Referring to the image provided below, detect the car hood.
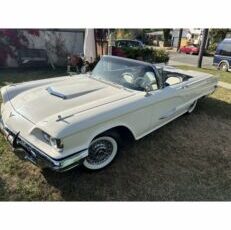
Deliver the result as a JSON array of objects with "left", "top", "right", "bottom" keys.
[{"left": 8, "top": 76, "right": 132, "bottom": 124}]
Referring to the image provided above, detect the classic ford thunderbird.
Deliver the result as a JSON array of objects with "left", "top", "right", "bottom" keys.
[{"left": 0, "top": 56, "right": 217, "bottom": 171}]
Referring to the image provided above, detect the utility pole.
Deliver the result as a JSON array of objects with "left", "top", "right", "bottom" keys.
[
  {"left": 177, "top": 29, "right": 183, "bottom": 52},
  {"left": 197, "top": 29, "right": 209, "bottom": 68}
]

- GOAL OF THE EXERCISE -
Output every line of the listing above as a JSON list of strings, one string per line, with blank lines skipped and the picture left out.

- REPLY -
[
  "Referring to the image provided below, detect the car hood.",
  "Deliver the result as a JSON array of objects with \"left\", \"top\", \"right\", \"bottom\" keys.",
  "[{\"left\": 8, \"top\": 76, \"right\": 132, \"bottom\": 124}]",
  "Referring to the image provided above, detect the classic ford thunderbird.",
  "Deliver the result as a JSON array of objects with \"left\", \"top\", \"right\", \"bottom\" keys.",
  "[{\"left\": 0, \"top\": 56, \"right\": 217, \"bottom\": 171}]",
  "Referring to the image provided above, detect the utility pole.",
  "Deliver the result as a JSON array of objects with \"left\", \"top\", \"right\", \"bottom\" keys.",
  "[",
  "  {\"left\": 177, \"top\": 29, \"right\": 183, \"bottom\": 52},",
  "  {\"left\": 197, \"top\": 29, \"right\": 209, \"bottom\": 68}",
  "]"
]